A post lockdown spending bounce and talking up the market will not prevent an inevitable downward trend to house prices, which look set for a 12 percent hit across the board this year, ANZ Bank economists say.
In its latest property focus, the bank's economists say the period ahead is when “people on the street will feel the recession in lasting ways" on the back of rising unemployment and cautious business sentiment.
The ANZ forecast represents a modest improvement on last month's expectations for a 13.5 percent drop, linked to an 8-to-10 percent contraction in gross domestic product.
“Although low interest rates will cushion the economic blow to some extent, weaker incomes and reduced job security will weigh on the housing market,” the report said.
The shortage of housing will also likely abate, particularly in tourist regions where there's less demand for short-term accommodation.
Senior economist Liz Kendall said that while there have been reports of busy open homes and strong buyer demand, these were for listings that were deferred by the lockdown.
“Tightness in the market has abated. This slackening and an end to the post-lockdown flurry should see more downward pressure on prices emerge in coming months, especially as the economy settles at a weaker trend after the post-lockdown bounce,” she said.
Kendall said wage subsidies and other fiscal policy measures are “masking and deferring the impact, and more job losses are on the way.
“Firms' profits are expected to be lower, especially in hard-hit sectors like tourism and hospitality, and some will shut up shop.”
ANZ's economists expect unemployment to peak at 10 percent in the September quarter, compared to the 4 percent rate before the pandemic.

**Task statement:** Print the part of the ANZ house price forecast that opens with the words containing "A post lockdown" and closes with "gross domestic product.", word for word.

**Information shown:**

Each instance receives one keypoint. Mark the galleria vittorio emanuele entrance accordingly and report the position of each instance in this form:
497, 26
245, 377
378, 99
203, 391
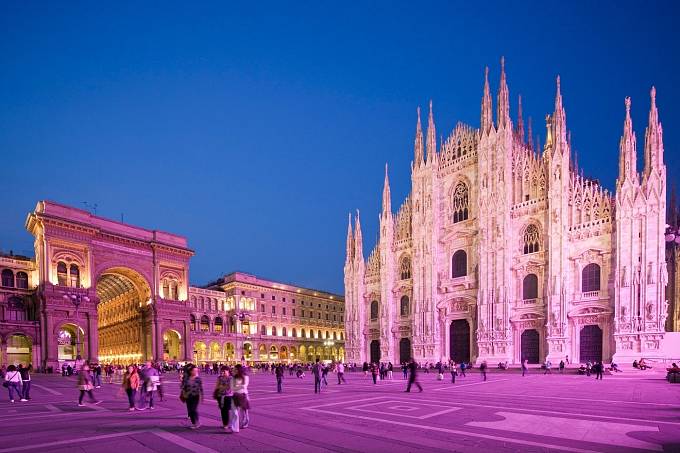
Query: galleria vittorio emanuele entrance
124, 323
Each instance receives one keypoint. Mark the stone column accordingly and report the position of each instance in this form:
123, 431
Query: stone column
92, 337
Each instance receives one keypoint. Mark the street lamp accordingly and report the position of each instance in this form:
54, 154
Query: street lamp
76, 299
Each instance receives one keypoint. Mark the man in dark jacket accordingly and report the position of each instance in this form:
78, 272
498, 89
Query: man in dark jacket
412, 377
316, 371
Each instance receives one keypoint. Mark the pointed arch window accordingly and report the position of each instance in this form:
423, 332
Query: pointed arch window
459, 264
532, 239
205, 323
530, 287
404, 306
62, 274
7, 278
590, 278
460, 202
405, 268
374, 310
22, 280
74, 273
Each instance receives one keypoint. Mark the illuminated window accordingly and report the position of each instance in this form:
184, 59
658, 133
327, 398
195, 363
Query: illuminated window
530, 287
75, 276
531, 239
22, 280
590, 278
62, 274
7, 278
460, 202
459, 264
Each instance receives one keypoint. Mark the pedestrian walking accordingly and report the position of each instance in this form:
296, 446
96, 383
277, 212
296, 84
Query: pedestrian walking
374, 372
324, 374
341, 372
241, 399
316, 371
150, 380
13, 382
548, 367
26, 382
599, 370
130, 386
85, 385
192, 395
413, 378
224, 395
454, 371
279, 378
97, 374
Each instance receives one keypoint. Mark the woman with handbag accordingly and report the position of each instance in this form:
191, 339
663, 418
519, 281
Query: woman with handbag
131, 385
85, 385
192, 394
241, 401
12, 382
224, 396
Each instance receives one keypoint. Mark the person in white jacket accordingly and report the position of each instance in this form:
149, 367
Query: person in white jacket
14, 382
241, 401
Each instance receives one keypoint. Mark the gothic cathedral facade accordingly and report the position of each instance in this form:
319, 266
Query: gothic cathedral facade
504, 252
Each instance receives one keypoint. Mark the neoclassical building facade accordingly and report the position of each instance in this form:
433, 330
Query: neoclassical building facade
116, 293
504, 251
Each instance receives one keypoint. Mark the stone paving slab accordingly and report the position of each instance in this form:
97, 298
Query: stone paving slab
505, 413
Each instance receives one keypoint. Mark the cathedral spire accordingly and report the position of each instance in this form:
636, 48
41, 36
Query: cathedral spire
358, 240
487, 117
520, 120
503, 116
559, 121
418, 145
350, 241
653, 139
387, 202
627, 150
431, 136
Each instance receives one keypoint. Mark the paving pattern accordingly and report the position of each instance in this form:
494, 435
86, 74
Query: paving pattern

**Task response:**
A post lockdown spending bounce and talking up the market will not prevent an inevitable downward trend to house prices, which look set for a 12 percent hit across the board this year, ANZ Bank economists say.
In its latest property focus, the bank's economists say the period ahead is when “people on the street will feel the recession in lasting ways" on the back of rising unemployment and cautious business sentiment.
The ANZ forecast represents a modest improvement on last month's expectations for a 13.5 percent drop, linked to an 8-to-10 percent contraction in gross domestic product.